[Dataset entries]
:::

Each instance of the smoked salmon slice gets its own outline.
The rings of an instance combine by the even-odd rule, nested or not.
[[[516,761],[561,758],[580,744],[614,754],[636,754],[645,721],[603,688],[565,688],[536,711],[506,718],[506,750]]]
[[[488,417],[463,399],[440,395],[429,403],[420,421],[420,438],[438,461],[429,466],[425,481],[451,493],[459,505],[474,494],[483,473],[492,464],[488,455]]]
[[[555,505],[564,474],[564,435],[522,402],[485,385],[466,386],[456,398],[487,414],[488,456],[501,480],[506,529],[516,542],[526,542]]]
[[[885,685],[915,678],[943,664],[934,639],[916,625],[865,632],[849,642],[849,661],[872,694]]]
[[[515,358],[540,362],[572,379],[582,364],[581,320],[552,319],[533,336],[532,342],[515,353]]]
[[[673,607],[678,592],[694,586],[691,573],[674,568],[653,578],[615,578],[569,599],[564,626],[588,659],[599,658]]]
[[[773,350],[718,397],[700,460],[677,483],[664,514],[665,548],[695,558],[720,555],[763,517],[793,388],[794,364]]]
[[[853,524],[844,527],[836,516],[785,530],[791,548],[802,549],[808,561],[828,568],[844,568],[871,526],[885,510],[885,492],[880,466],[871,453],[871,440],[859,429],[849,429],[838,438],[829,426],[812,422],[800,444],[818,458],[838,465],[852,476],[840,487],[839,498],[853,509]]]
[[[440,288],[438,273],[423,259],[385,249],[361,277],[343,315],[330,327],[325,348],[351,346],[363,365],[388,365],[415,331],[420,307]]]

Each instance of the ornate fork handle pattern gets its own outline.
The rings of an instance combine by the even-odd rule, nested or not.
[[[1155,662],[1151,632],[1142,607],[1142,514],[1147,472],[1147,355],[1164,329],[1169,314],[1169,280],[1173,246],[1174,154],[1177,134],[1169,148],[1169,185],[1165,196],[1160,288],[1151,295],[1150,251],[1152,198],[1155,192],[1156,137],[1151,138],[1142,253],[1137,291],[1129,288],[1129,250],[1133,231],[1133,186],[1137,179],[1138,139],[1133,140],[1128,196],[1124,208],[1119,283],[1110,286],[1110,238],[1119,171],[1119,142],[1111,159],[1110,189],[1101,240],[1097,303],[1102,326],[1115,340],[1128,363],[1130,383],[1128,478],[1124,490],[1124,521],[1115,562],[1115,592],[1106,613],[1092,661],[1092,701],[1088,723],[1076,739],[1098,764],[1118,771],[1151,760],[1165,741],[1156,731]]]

:::

WHAT TO DO: Give an exact transcription of the data shown above.

OUTPUT BELOW:
Each instance of the smoked salmon slice gets its own outline.
The rings of an instance combine by the even-odd rule, nested or not.
[[[516,761],[561,758],[580,744],[614,754],[636,754],[645,721],[603,688],[565,688],[536,711],[506,718],[506,750]]]
[[[488,417],[463,399],[440,395],[429,403],[420,421],[420,438],[438,461],[429,466],[425,481],[451,493],[459,505],[474,494],[483,473],[492,464],[488,455]]]
[[[555,505],[564,474],[564,435],[522,402],[485,385],[466,386],[456,398],[487,414],[488,456],[501,480],[506,529],[516,542],[526,542]]]
[[[885,685],[915,678],[943,664],[934,639],[916,625],[865,632],[849,642],[849,661],[872,694]]]
[[[515,358],[540,362],[572,379],[582,364],[581,320],[552,319],[533,336],[532,342],[515,353]]]
[[[673,607],[678,592],[694,586],[691,573],[674,568],[653,578],[615,578],[569,599],[564,626],[588,659],[599,658]]]
[[[773,350],[718,397],[700,460],[677,483],[664,514],[665,548],[695,558],[720,555],[763,517],[793,388],[794,364]]]
[[[853,524],[844,527],[836,516],[785,530],[791,548],[802,549],[808,561],[828,568],[844,568],[871,526],[885,510],[885,492],[880,466],[871,453],[871,440],[859,429],[849,429],[838,438],[829,426],[812,422],[800,444],[818,458],[838,465],[852,476],[840,487],[839,498],[853,509]]]
[[[440,288],[438,273],[423,259],[385,249],[361,277],[343,315],[330,327],[325,348],[351,346],[363,365],[388,365],[415,331],[420,307]]]

Each instance of the ornate fork handle pattern gets its own outline.
The rings of an instance combine by the even-odd rule, nested or not.
[[[1155,662],[1151,632],[1142,607],[1142,514],[1147,472],[1147,355],[1164,329],[1169,314],[1169,280],[1173,246],[1174,154],[1177,134],[1169,148],[1169,185],[1165,196],[1160,288],[1151,295],[1150,251],[1152,198],[1155,192],[1156,137],[1151,138],[1142,253],[1137,291],[1129,288],[1129,250],[1133,231],[1133,186],[1137,179],[1138,139],[1133,140],[1128,196],[1124,208],[1119,283],[1110,286],[1110,238],[1119,171],[1119,142],[1111,159],[1110,189],[1101,240],[1097,303],[1102,326],[1115,340],[1128,363],[1130,383],[1128,478],[1124,490],[1124,521],[1115,562],[1115,592],[1106,613],[1092,661],[1092,701],[1088,723],[1076,739],[1098,764],[1118,771],[1151,760],[1165,741],[1156,731]]]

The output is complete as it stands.